(Entries from a dataset)
####################
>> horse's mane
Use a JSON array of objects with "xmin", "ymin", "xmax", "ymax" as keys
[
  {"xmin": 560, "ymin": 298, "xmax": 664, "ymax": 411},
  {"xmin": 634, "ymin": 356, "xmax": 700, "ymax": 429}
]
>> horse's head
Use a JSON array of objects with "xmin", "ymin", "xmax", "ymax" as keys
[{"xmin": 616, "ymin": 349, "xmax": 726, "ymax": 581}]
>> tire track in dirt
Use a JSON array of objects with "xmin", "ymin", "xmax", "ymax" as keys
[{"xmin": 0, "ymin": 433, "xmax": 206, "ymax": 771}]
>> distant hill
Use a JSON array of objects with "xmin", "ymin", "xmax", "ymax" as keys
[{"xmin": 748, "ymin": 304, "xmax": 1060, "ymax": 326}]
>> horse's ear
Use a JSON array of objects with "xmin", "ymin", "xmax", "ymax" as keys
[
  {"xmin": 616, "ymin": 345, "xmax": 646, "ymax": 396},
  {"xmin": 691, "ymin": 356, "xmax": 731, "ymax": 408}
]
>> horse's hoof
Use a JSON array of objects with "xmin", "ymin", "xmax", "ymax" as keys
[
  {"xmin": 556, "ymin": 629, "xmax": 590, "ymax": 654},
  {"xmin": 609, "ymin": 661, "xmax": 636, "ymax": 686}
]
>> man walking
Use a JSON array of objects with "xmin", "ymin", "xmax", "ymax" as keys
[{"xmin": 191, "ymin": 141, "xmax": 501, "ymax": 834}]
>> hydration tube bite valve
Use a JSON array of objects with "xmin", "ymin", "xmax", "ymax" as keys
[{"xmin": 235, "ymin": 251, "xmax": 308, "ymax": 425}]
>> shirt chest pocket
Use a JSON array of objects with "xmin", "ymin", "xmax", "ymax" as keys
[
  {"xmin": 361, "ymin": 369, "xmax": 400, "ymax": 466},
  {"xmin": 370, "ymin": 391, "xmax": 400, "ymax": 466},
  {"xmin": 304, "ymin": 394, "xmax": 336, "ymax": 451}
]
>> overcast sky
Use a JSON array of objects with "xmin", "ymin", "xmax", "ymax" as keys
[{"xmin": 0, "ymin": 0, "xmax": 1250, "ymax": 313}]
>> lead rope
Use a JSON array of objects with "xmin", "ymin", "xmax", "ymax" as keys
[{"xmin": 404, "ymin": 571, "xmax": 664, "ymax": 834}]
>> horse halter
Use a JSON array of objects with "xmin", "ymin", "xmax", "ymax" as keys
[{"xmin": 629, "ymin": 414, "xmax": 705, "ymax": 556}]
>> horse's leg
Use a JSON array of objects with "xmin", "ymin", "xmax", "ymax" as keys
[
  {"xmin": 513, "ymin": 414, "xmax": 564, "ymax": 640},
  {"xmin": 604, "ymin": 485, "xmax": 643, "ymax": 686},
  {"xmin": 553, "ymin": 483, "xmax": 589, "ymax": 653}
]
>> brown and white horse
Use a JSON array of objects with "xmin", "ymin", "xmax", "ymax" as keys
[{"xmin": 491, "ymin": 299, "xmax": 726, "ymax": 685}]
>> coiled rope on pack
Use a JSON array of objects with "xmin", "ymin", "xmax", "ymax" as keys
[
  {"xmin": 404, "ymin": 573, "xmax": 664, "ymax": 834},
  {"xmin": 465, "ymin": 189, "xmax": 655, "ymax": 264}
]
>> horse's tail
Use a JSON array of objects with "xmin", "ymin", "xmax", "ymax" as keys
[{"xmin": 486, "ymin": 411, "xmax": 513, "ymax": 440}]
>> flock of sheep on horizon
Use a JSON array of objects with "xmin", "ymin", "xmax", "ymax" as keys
####################
Please write out all of these lines again, switching "JSON array" to "JSON list" everywhere it appears. Leave the rest unchanged.

>> horse's mane
Use a JSON list of objects with "xmin", "ymin", "xmax", "ymax" as keys
[
  {"xmin": 560, "ymin": 298, "xmax": 664, "ymax": 411},
  {"xmin": 634, "ymin": 356, "xmax": 700, "ymax": 429}
]
>> horse's head
Use a JSON list of objects with "xmin", "ymin", "xmax", "ymax" as keys
[{"xmin": 616, "ymin": 349, "xmax": 726, "ymax": 581}]
>> tire track in dirt
Use a JSON list of objects with "xmin", "ymin", "xmax", "ymax" as keys
[{"xmin": 0, "ymin": 433, "xmax": 206, "ymax": 771}]
>> distant hill
Use a JSON list of objects with "xmin", "ymin", "xmax", "ymax" as keys
[{"xmin": 748, "ymin": 304, "xmax": 1060, "ymax": 326}]
>> horse's ear
Use a JSON list of objects with "xmin", "ymin", "xmax", "ymax" as keys
[
  {"xmin": 616, "ymin": 345, "xmax": 646, "ymax": 396},
  {"xmin": 691, "ymin": 356, "xmax": 731, "ymax": 408}
]
>> horse's hoof
Use a JSON list of objects with "xmin", "ymin", "xmax", "ymax" as keys
[
  {"xmin": 556, "ymin": 629, "xmax": 590, "ymax": 654},
  {"xmin": 609, "ymin": 661, "xmax": 636, "ymax": 686}
]
>> man walking
Use a JSON list of objects with "xmin", "ymin", "xmax", "ymax" as keys
[{"xmin": 191, "ymin": 141, "xmax": 501, "ymax": 834}]
>> hydration tube bite valve
Use a JSON list of objects with "xmin", "ymin", "xmax", "ymax" as keys
[{"xmin": 235, "ymin": 251, "xmax": 308, "ymax": 425}]
>> shirt chest pocket
Use a JSON list of objects with "xmin", "ymin", "xmax", "ymax" as keys
[
  {"xmin": 361, "ymin": 369, "xmax": 400, "ymax": 466},
  {"xmin": 370, "ymin": 391, "xmax": 400, "ymax": 466},
  {"xmin": 304, "ymin": 394, "xmax": 336, "ymax": 451}
]
>> overcast sky
Use a JSON list of objects with "xmin", "ymin", "xmax", "ymax" as keys
[{"xmin": 0, "ymin": 0, "xmax": 1250, "ymax": 313}]
>> lead rope
Use a JSON list of objects with "xmin", "ymin", "xmax", "ymax" as keys
[{"xmin": 404, "ymin": 571, "xmax": 664, "ymax": 834}]
>> horse halter
Use a JSON list of objects with "xmin", "ymin", "xmax", "ymax" as keys
[{"xmin": 629, "ymin": 414, "xmax": 705, "ymax": 556}]
>> horse's leg
Use a JSON list of objects with "xmin", "ymin", "xmax", "ymax" as keys
[
  {"xmin": 513, "ymin": 414, "xmax": 564, "ymax": 640},
  {"xmin": 604, "ymin": 485, "xmax": 643, "ymax": 686},
  {"xmin": 553, "ymin": 483, "xmax": 589, "ymax": 653}
]
>> brown and white horse
Use a JSON list of objects with "xmin", "ymin", "xmax", "ymax" as keys
[{"xmin": 491, "ymin": 299, "xmax": 726, "ymax": 685}]
>> coiled rope on pack
Use a JSON list of objects with "xmin", "ymin", "xmax", "ymax" as keys
[
  {"xmin": 404, "ymin": 573, "xmax": 664, "ymax": 834},
  {"xmin": 465, "ymin": 189, "xmax": 655, "ymax": 264}
]
>> horse's tail
Use a JSON list of objects with "xmin", "ymin", "xmax", "ymax" as keys
[{"xmin": 486, "ymin": 411, "xmax": 513, "ymax": 440}]
>> flock of sheep on horizon
Use a JSON list of objects with "xmin", "ymin", "xmax", "ymax" as keys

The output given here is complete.